TASK A :: In the lineages notebook, rewrite the paragraph beginning "This notebook uses data" more briefly, keeping its date range and era.
TASK B :: Extend the lineages notebook with the code that would follow its final line.

DOCUMENT PASSAGE ::
——————————

# Lineages
Natalia Vélez, July 2020

In this notebook:

* Charting lineages
* Comparing lineages using various measures of well-being (# descendants, lifespan, causes of death, etc.)
* Preparing inputs for subsequent analyses (combined with food, map change logs)

This notebook uses data from November 2019--June 2020 (which corresponds to the Boundless World era)

In [None]:
%matplotlib inline

import os, re, glob
import pandas as pd
import numpy as np
import networkx as nx
import matplotlib.pyplot as plt
import seaborn as sns
import networkx
from os.path import join as opj
from tqdm import notebook
from ast import literal_eval as make_tuple

sns.set_context('talk')
sns.set_style('white')

def gsearch(*args): return glob.glob(opj(*args))

Extract births & parents:

In [None]:
# Read all data
data = pd.read_csv('outputs/lifelogs_bigserver2_boundless_data.tsv', sep='\t', index_col=0)

# Dataframe of births
births_df = data.copy()
births_df = births_df[births_df['event'] == 'B'].reset_index(drop=True)
births_df = births_df[['server',
                       'release',
                       'era',
                       'timestamp',
                       'playerID',
                       'hash',
                       'sex',
                       'location',
                       'parent',
                       'pop',
                       'chain']]

# Parse player IDs
births_df['playerID'] = births_df['playerID'].astype(np.int)

——————————

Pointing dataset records
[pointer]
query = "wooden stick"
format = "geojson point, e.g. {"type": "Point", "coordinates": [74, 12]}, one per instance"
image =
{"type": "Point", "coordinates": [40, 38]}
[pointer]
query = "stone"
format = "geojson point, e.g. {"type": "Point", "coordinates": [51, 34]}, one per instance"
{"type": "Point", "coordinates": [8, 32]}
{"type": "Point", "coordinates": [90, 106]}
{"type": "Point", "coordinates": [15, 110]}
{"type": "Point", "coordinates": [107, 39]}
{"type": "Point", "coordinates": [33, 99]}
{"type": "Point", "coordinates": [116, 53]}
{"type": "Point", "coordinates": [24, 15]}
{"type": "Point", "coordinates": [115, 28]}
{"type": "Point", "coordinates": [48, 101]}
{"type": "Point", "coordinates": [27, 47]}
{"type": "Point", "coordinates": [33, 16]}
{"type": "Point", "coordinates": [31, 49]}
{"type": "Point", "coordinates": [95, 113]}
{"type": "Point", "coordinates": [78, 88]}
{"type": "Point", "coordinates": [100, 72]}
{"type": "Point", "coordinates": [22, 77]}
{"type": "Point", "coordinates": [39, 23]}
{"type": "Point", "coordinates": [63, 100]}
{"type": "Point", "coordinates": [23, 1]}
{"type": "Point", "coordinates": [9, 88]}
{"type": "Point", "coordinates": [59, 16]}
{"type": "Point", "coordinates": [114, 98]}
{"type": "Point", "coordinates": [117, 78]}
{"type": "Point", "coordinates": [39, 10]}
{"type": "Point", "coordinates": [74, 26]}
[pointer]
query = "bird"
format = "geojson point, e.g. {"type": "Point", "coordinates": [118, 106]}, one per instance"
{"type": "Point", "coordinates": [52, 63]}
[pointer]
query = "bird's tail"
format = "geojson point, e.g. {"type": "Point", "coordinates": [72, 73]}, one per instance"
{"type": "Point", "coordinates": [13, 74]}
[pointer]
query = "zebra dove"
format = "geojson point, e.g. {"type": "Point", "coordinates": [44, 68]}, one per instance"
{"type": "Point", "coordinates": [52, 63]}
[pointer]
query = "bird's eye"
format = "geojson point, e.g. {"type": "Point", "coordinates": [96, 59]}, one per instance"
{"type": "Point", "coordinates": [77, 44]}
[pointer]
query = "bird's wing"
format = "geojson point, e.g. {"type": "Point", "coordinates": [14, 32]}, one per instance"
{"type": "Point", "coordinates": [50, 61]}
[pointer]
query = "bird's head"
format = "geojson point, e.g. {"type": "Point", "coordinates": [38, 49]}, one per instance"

——————————

EXPECTED OUTPUT A :: Data covers November 2019 to June 2020, the Boundless World era.

EXPECTED OUTPUT B ::
# Parse parent IDs
births_df['parent'] = births_df['parent'].str.extract('(noParent|(?<=parent=)[0-9]+)')
births_df['parent'] = np.where(births_df['parent'] == 'noParent',
                              -1, births_df['parent'])
births_df['parent'] = births_df['parent'].astype(np.int)

births_df.head()

## Sanity check: How many lineages can we expect?

How many Eves?

In [None]:
eves = births_df[births_df['parent'] < 0]
n_eves = len(eves)
n_births = len(births_df)
eve_rate = n_eves/n_births
print('%i Eves out of %i births (%0.2f%%)' % (n_eves, n_births, eve_rate*100))

Eve spawn rate over time:

In [None]:
eve_rate = births_df.copy()
eve_rate['is_eve'] = eve_rate['parent'] < 0
eve_rate = eve_rate.groupby('release')['is_eve'].agg(['count', 'sum']).reset_index()
eve_rate = eve_rate.rename(columns={'count': 'n_births', 'sum': 'n_eves'})
eve_rate['eve_rate'] = eve_rate['n_eves']/eve_rate['n_births']

ax = sns.lineplot('release', 'eve_rate', data=eve_rate)
ax.set(xlabel = 'Release #', ylabel = 'Eve spawn rate')

In [None]:
eves

## Parse names

Helper function: Remove from data...

* Roman numerals (including some nonsense ones at high-gen numbers)
* Kin labels? (e.g., SHINA1580640)

In [None]:
def is_roman(s):
    # Checks if string is a "valid" Roman numeral
    # Note this includes some *cough*idiosyncratic*cough* numerals in the OHOL dataset:
    # e.g., CLXLIII => True (but actually nonsense)
    roman_regex  = 'M{0,4}(CM|CD|D?C{0,3})(LXL|XC|XL|L?X{0,3})(IX|IV|V?I{0,3})'
    roman_match = re.match(roman_regex, s)
    
    str_length = len(s)
    match_length = roman_match.span()[1]
    
    return str_length == match_length

def is_kin(s, idx):
    kin_regex = '[A-Z]{0,}[0-9]+'
    kin_match = re.search(kin_regex, s)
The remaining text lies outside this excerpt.